§ Selected excerpt:
Farm Credit Administration.
The Farm Credit Administration is proposing to amend its rules on loan policies and operations. The amended rule would permit Farm Credit System (System) institutions with direct lending authority to purchase from the Federal Deposit Insurance Corporation (FDIC) loans to farmers, ranchers, producers or harvesters of aquatic products and cooperatives that meet eligibility and scope of financing requirements. This action would allow the System to provide liquidity and a stable source of funding and credit for borrowers in rural areas affected by the failure of their lending institution.
You may send comments on or before July 19, 2010.
We offer a variety of methods for you to submit your comments. For accuracy and efficiency reasons, commenters are encouraged to submit comments by e-mail or through the FCA's Web site. As facsimiles (fax) are difficult for us to process and achieve compliance with section 508 of the Rehabilitation Act, we are no longer accepting comments submitted by fax. Regardless of the method you use, please do not submit your comment multiple times via different methods. FCA requests that comments to the proposed amendment include the reference RIN 3052-AC62. You may submit comments by any of the following methods:
- E-mail: Send us an e-mail at firstname.lastname@example.org.
- FCA Web site: http://www.fca.gov. Select “Public Commenters,” then “Public Comments,” and follow the directions for “Submitting a Comment.”
- Federal eRulemaking Portal: http://www.regulations.gov. Follow the instructions for submitting comments.
- Mail: Gary K. Van Meter, Deputy Director, Office of Regulatory Policy, Farm Credit Administration, 1501 Farm Credit Drive, McLean, VA 22102-5090.
You may review copies of all comments we receive at our office in McLean, Virginia, or from our Web site at http://www.fca.gov. Once you are in the Web site, select “Public Commenters,” then “Public Comments,” and follow the directions for “Reading Submitted Public Comments.” We will show your comments as submitted but, for technical reasons, we may omit items such as logos and special characters. Identifying information you provide, such as phone numbers and addresses, will be publicly available. However, we will attempt to remove e-mail addresses to help reduce Internet spam.Start Further Info
FOR FURTHER INFORMATION CONTACT:
Mark L. Johansen, Senior Policy Analyst, Office of Regulatory Policy, Farm Credit Administration, McLean, VA 22102-5090, (703) 883-4498, TTY (703) 883-4434, or
Mary Alice Donner, Senior Attorney, Office of General Counsel, Farm Credit Administration, McLean, VA 22102-5090, (703) 883-4020, TTY (703) 883-4020.End Further Info End Preamble Start Supplemental Information
Agriculture and rural sectors in the United States are adversely affected by bank failures and depressed local economies. Many commercial banks are active in agricultural and cooperative lending and, when they fail, farmers and ranchers and cooperatives can be left seeking new lenders to meet their ongoing credit needs. The Federal Deposit Insurance Corporation, Farm Credit System institutions, and others have asked whether System institutions, directly or in partnership with other market participants, could provide a source of credit and liquidity to borrowers whose operations are financed with agricultural or cooperative loans affected by commercial bank failures.

§ Tasks and exercises:
a. Copy the passage of the Farm Credit Administration notice starting at "- Federal eRulemaking" and ending at "McLean, VA 22102-5090.".
b. Condense the paragraph of the Farm Credit Administration notice beginning "Agriculture and rural sectors in the United States" into a shorter version that keeps its main facts.
c. Continue the Farm Credit Administration notice from the point where it stops.

§ Provided data:
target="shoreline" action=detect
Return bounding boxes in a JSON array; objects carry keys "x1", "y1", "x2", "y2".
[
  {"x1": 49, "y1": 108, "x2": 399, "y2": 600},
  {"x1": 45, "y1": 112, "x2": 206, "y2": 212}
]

§ Exercise responses:
a.
- Federal eRulemaking Portal: http://www.regulations.gov. Follow the instructions for submitting comments.
- Mail: Gary K. Van Meter, Deputy Director, Office of Regulatory Policy, Farm Credit Administration, 1501 Farm Credit Drive, McLean, VA 22102-5090.

b. Bank failures and depressed local economies harm agriculture and rural areas in the United States. Because many commercial banks lend to agricultural borrowers and cooperatives, a bank's failure can leave farmers, ranchers and cooperatives looking for new lenders. The FDIC, Farm Credit System institutions and others have therefore asked whether System institutions, alone or with other market participants, could supply credit and liquidity to borrowers whose agricultural or cooperative loans are affected by these failures.

c.
When a bank fails and the FDIC is appointed receiver, the FDIC may sell the whole bank or its pieces (loans, deposits, or other assets). When the FDIC sells bank assets it may sell agricultural or cooperative loans individually or in pools at auction. The System, as a Government-sponsored enterprise for agricultural lending, should have a role in providing credit to farmers and ranchers and cooperatives and liquidity to these rural areas by bidding on agricultural or cooperative loans, consistent with the safe and sound operation of System business.
FCA regulations currently provide that a System institution may not purchase an interest in a loan from a non-System institution except for the purpose of pooling and securitizing loans to sell to the Federal Agricultural Mortgage Corporation unless the interest is a participation interest. As a result, the System is not able to buy loans from the FDIC. However, the Farm Credit Act of 1971, as amended (Act), does not prohibit System institutions from purchasing loans from the FDIC. The FCA believes that allowing System institutions to purchase loans from the FDIC when a commercial bank lender carrying a portfolio of eligible agricultural or cooperative loans is closed and placed in receivership would further the public policy of the Act.
The proposed rule would create a regulatory framework for authorizing System institutions to purchase agricultural or cooperative loans of failed commercial banks from the FDIC. Start Printed Page 27661The System institution would be required to use due diligence to the extent allowed by the FDIC auction process to determine whether the loans purchased meet the eligibility and scope of financing requirements of the Act and FCA regulations. All failed bank borrowers with agricultural loans purchased by a System institution would be entitled to certain “borrower rights.”  Failed bank borrowers with agricultural or cooperative loans also would be offered membership status through a stock membership program developed by the System institution that meets the requirements of the System institution's bylaws and the Act. Non-eligible loans and eligible loans to failed bank borrowers who chose not to become members would be divested. However, if distressed, those loans that were purchased by System institutions with titles I and II direct lending authority would be subject to borrower rights and would be restructured or foreclosed, whichever is least costly, as soon as financially feasible.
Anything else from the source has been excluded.